So the train platform was crowded like it normally is. There were a lot of people just waiting for the train to show up. Which is fine, because it's normal. However you were just standing there, patiently waiting with the rest of us. You appeared to be a nice old lady until the train arrived.
You pushed and shoved towards the doors, telling us all that you were elderly and needed to use a cane so that you ought to get onto the train first. You pushed me back and told me that people my age ought to wait until after everyone else had gotten a seat on the train first. Someone had to take a step back, towards you with his back turned to you, in order to let some people on the train off first. You started sputtering and demanded myself and another young person on the platform to help you by standing up for you.
We both claimed to not see a thing.
See, the problem with your logic is that you were demanding us to stand up for you, to defend you, when you were just this callous, cranky old woman who was demanding respect all because you were older than we were. Do you expect to receive a medal just for being alive longer than we have? I'm sorry, lady, but it just doesn't work that way. We bit our tongues to keep from lashing back at you.
We all piled onto the crowded train and then you reached out with your cane (the one that you don't even use when you're walking) to hit someone in the leg and then you barked at them, telling them that you are old and elderly (which is redundant, by the way) and everyone had to get off the train in order for you to even get to the seat, which the man gave up without a fight.
And just one stop later, you stood up and then hit someone repeatedly in the leg for them to move so that you can leave, even though there was enough room for you to leave and he wasn't even in your way.
You're a bitter, angry and hurtful woman. Just because you have been breathing longer than the rest of us doesn't give you the right to physically assault people with your cane (you know, the one that you don't even use when you're walking) and it certainly doesn't given you the right to push people around and expect them to defend you when someone pushes you back.
Grow the fuck up, and learn that you can't assume that people will respect you just because you're older than we are. Respect needs to be earned, and you certainly have not earned mine.
Friday, January 25, 2008
Wednesday, January 23, 2008
Dear 'Chimney',
I was standing on the platform, waiting for the train to arrive, and I happened to be standing next to a young mother with her baby in the stroller. They seemed nice, her baby was happily gurgling and waving to everyone she saw, such a sweetheart. And then you arrived.
You in your baggy jeans that were probably three sizes too large, you with your visible blue plaid boxers and your oversized sweatshirt that could have held you and two other people your size in it. You also happened to have a math textbook that was written to be geared towards students in grade six. Of course, that wasn't the problem. Far be it for me to judge you based only on your clothing.

TASK A:
Copy everything from "See, the problem" down to "back at you." in the train platform letter, and switch "callous" to "heartless".
TASK B:
In the train platform letter, what did the writer and the other young person claim when the old woman demanded that they stand up for her?
The records have nothing to do with the train platform letter.

SUPPLIED MATERIAL:

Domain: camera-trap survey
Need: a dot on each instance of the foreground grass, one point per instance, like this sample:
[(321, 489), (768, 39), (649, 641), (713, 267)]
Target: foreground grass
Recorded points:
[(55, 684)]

TASK RESPONSE A:
See, the problem with your logic is that you were demanding us to stand up for you, to defend you, when you were just this heartless, cranky old woman who was demanding respect all because you were older than we were. Do you expect to receive a medal just for being alive longer than we have? I'm sorry, lady, but it just doesn't work that way. We bit our tongues to keep from lashing back at you.

TASK RESPONSE B:
They both claimed not to have seen a thing.